<<<<
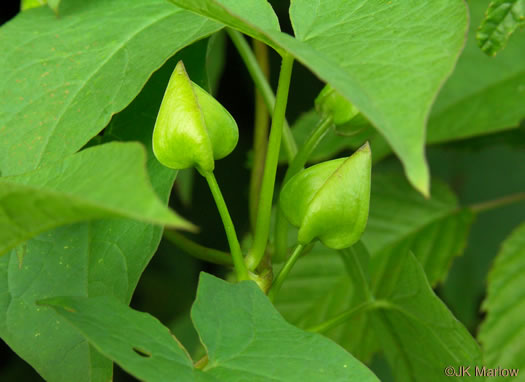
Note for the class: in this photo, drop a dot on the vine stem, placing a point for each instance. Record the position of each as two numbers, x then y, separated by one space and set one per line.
493 204
342 317
235 248
260 137
262 225
198 251
297 164
263 86
278 282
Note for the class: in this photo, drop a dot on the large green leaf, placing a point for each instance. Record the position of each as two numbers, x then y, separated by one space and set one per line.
63 78
405 319
104 257
99 182
372 52
484 94
245 337
502 19
502 334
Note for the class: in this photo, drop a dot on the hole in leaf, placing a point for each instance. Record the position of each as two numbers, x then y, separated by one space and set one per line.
142 353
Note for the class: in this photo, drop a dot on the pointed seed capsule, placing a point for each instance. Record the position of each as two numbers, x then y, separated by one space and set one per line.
330 102
330 201
192 128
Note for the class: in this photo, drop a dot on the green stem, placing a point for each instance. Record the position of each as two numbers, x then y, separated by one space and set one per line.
198 251
260 138
297 164
235 248
263 86
353 258
342 317
278 282
262 225
493 204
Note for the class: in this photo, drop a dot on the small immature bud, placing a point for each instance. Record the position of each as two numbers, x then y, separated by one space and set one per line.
192 128
330 201
330 102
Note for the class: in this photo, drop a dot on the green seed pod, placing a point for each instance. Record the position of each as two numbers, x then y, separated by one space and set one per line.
330 201
330 102
192 128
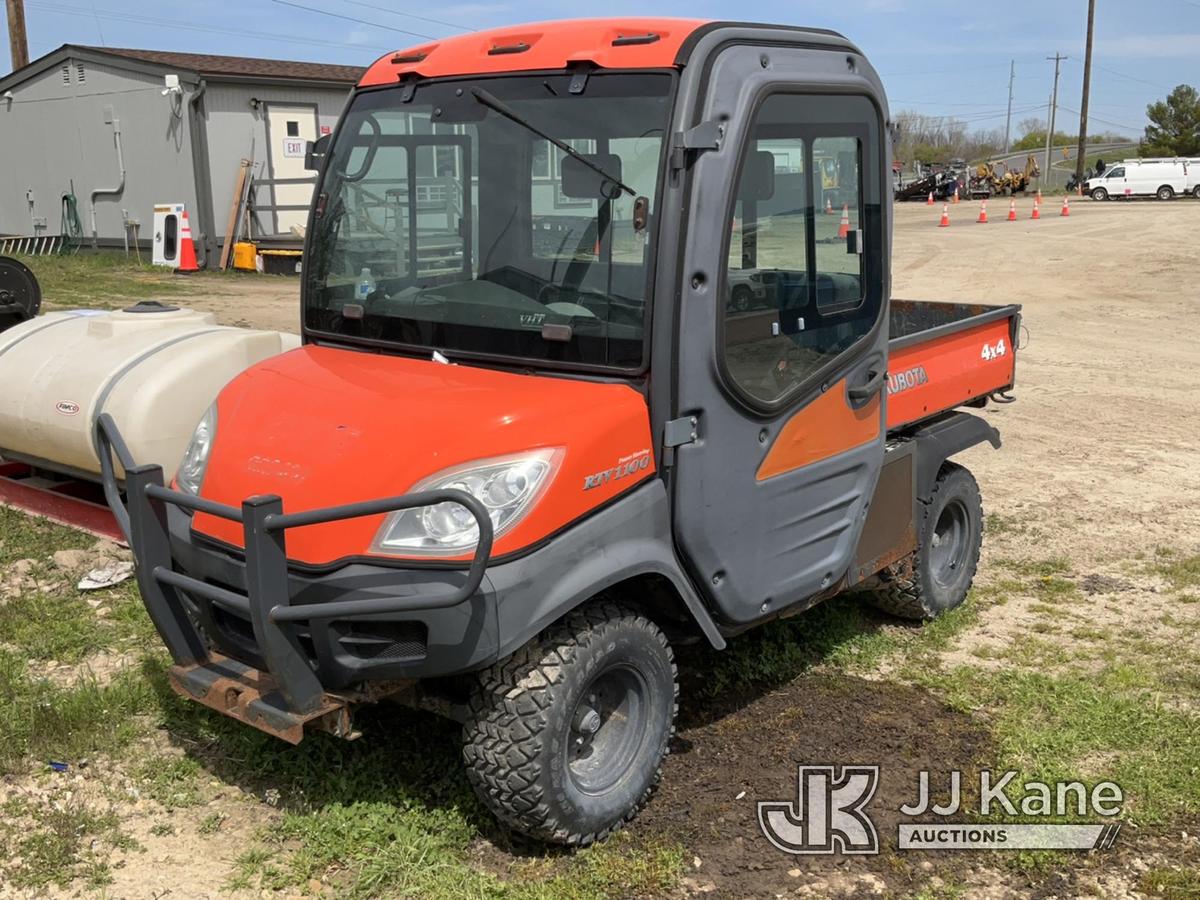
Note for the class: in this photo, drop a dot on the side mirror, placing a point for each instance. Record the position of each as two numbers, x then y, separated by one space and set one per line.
315 151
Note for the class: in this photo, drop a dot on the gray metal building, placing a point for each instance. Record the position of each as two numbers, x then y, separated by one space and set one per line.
126 130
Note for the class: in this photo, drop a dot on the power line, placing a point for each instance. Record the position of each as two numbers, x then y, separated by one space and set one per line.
1132 78
1105 121
352 18
175 25
406 15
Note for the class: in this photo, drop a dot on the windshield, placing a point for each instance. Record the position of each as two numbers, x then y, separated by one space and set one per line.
450 222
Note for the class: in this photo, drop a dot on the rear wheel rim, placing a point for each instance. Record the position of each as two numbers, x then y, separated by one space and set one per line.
609 727
949 544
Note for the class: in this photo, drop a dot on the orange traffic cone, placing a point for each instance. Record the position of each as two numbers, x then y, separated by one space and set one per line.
186 250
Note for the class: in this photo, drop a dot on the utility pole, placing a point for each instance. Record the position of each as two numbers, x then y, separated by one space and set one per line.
1054 106
17 40
1083 103
1008 119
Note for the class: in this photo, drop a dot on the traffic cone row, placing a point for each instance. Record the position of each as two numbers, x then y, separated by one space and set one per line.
983 213
186 250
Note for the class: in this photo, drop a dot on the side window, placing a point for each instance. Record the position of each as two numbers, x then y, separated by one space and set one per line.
804 226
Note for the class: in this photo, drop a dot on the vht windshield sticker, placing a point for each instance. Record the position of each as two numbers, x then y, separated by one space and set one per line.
625 466
907 379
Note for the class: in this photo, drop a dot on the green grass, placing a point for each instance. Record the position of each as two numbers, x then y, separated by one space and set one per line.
58 841
1182 573
53 621
172 781
41 721
1171 883
107 280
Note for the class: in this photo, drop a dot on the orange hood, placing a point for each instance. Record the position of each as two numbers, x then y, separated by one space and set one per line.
322 427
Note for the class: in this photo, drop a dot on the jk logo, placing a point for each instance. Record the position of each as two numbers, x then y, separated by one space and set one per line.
829 815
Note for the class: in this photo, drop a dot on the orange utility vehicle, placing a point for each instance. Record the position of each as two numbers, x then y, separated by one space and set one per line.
529 445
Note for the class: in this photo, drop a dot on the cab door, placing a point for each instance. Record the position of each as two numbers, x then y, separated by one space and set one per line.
783 342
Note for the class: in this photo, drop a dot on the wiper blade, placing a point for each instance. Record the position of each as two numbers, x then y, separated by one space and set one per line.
492 102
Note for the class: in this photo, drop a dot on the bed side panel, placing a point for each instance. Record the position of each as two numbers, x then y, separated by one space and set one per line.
929 377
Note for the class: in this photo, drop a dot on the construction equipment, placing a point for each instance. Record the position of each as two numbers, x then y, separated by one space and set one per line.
486 486
996 178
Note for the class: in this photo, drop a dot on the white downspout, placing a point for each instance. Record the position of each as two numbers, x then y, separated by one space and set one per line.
109 191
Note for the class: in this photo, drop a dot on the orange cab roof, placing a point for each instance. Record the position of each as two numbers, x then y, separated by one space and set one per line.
609 43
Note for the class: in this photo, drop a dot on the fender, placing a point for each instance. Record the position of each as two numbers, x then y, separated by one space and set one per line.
540 588
943 438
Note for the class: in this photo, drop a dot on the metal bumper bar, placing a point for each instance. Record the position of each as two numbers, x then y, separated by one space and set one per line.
268 603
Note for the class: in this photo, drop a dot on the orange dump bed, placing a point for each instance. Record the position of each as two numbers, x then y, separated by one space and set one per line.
946 355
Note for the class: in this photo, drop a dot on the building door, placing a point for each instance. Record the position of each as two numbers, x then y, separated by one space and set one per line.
783 359
289 126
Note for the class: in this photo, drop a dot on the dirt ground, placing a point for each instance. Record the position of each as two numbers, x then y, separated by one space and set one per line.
1101 466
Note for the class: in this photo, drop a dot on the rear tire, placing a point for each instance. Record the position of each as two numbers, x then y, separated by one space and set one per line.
937 576
564 741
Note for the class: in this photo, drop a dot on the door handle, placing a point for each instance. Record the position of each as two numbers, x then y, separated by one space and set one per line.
874 383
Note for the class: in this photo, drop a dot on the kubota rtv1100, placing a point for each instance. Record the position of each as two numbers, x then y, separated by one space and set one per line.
588 371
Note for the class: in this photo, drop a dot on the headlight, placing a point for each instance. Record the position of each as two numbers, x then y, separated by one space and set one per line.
507 486
196 456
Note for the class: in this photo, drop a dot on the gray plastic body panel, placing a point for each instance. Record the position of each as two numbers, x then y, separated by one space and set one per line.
516 600
755 546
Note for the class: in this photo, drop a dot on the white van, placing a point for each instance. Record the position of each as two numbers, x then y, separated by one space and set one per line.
1146 178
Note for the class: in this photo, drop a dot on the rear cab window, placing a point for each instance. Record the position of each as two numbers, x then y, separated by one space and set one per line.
805 228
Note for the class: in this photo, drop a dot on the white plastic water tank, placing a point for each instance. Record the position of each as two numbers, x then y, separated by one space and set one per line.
154 369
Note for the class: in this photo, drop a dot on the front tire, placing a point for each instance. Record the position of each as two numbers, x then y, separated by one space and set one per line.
564 741
937 576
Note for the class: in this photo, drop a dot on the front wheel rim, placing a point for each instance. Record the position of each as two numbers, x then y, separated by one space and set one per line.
609 726
951 544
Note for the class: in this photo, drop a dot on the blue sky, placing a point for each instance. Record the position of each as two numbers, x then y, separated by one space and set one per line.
936 58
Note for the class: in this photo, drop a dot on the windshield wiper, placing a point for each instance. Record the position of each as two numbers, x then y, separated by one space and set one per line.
492 102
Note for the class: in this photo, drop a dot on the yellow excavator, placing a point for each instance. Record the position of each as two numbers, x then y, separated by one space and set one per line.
1002 180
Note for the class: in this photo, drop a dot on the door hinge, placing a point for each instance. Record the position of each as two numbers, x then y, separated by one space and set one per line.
706 136
681 431
678 432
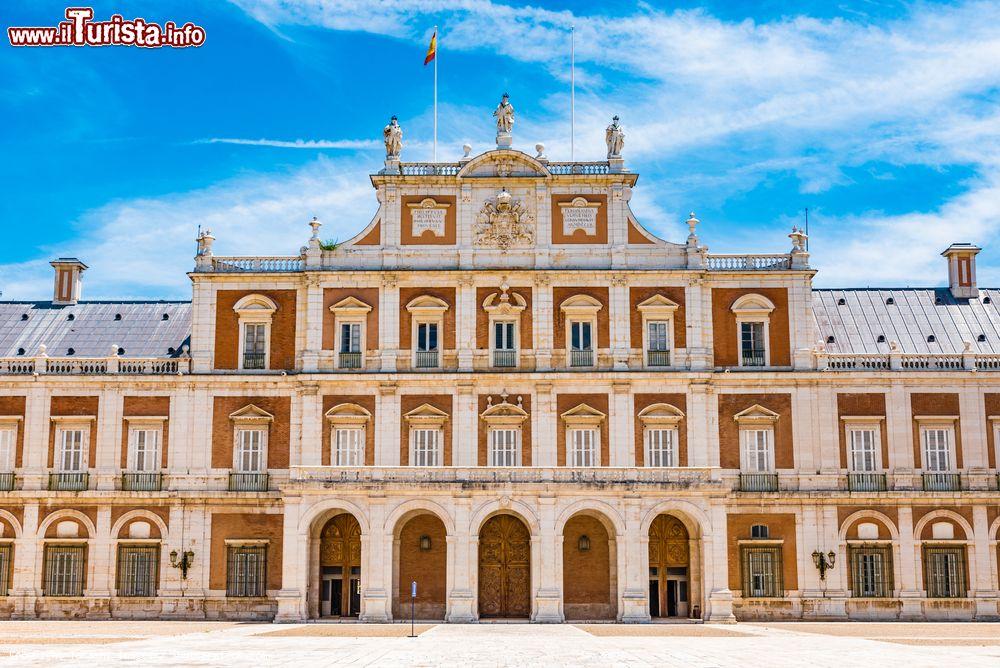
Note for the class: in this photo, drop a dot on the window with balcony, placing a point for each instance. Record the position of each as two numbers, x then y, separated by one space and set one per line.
504 422
661 434
580 312
350 321
583 436
348 435
246 569
658 330
753 314
504 309
255 313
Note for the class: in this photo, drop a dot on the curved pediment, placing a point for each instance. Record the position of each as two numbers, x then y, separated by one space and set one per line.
503 163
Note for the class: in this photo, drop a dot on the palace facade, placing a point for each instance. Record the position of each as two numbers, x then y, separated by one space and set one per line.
505 390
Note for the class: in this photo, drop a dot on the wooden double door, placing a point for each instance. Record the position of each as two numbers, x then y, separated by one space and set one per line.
504 568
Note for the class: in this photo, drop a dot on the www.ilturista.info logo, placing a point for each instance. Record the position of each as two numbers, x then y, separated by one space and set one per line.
81 30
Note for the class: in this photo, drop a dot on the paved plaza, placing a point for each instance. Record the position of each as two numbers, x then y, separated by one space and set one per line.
228 644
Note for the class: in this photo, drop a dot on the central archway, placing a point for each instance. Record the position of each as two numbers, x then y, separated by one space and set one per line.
340 567
504 568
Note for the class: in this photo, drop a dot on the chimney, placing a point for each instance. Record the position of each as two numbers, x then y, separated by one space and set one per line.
962 270
68 281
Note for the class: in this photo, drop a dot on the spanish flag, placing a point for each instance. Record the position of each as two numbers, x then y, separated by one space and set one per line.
432 49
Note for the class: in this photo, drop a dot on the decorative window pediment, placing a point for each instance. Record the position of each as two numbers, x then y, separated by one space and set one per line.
251 414
426 416
660 415
756 415
583 415
350 306
504 413
348 415
752 305
658 306
581 305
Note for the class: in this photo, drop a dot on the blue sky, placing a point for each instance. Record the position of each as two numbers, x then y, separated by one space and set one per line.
881 117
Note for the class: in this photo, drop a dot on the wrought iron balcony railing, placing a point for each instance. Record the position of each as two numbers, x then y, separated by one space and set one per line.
658 357
758 482
864 481
349 360
76 481
142 481
942 482
504 358
248 482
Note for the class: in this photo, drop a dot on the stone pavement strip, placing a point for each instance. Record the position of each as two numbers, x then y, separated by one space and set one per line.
840 645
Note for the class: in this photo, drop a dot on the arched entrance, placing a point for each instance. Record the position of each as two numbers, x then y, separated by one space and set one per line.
421 556
504 568
590 584
340 567
670 575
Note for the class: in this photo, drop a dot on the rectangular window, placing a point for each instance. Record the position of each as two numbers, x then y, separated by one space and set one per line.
757 454
583 447
426 447
65 566
752 344
661 447
427 337
246 570
944 572
580 335
144 450
71 455
350 337
8 440
871 571
349 447
138 570
762 570
937 449
864 446
504 447
250 450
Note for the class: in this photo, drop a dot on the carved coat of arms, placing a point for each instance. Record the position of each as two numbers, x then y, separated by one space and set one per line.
504 223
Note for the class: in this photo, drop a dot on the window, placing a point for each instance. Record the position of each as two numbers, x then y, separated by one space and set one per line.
758 456
752 351
661 447
425 444
250 450
944 572
246 570
138 570
583 447
8 441
871 571
864 448
761 567
144 450
349 447
65 566
504 449
937 449
72 455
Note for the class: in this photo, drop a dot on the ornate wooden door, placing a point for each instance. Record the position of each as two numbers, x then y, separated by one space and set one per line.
668 548
504 568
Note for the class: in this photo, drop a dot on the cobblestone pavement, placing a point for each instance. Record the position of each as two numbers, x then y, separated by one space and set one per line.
226 644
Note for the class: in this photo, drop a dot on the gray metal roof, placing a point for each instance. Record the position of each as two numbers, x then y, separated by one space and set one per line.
93 329
913 315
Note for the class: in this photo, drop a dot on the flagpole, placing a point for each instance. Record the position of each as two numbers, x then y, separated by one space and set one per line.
435 91
572 93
>>>>
Short task » Copy out word for word every line from the one containing "the window, placing" through the last line of the rows, including both of those lines.

Output for this exercise »
Note for the class: in this photo, drop a dot on the window, placing a point for each instance. Record the position of each as two numbers, x then y, separated by one space and set one per line.
758 456
752 351
661 447
425 444
250 450
944 572
246 570
138 570
583 447
8 441
871 571
864 448
761 567
144 450
349 447
65 566
504 449
937 449
72 455
Note for the class: in this photo, drop a dot on the ornate wooden door, placing a point for each instance. Record the position of each as two numbers, x then y, separated by one space and set one per line.
668 548
504 568
Note for the class: in this photo, drop a dot on the cobblestone pavement, placing a point for each instance. Record the position of each as two numbers, x then y, separated by one space and set one per line.
226 644
Note for the class: in this photo, drop a dot on the gray metal roof, placing a point for each instance. Record the position of each as two numbers, x then y, separated by one space and set one per line.
93 329
913 315
Note for the class: in this photo, drop a dot on the flagpole, placing a point for each instance. Record the position of each as two numbers, x then y, separated by one space and set one per line.
435 91
572 93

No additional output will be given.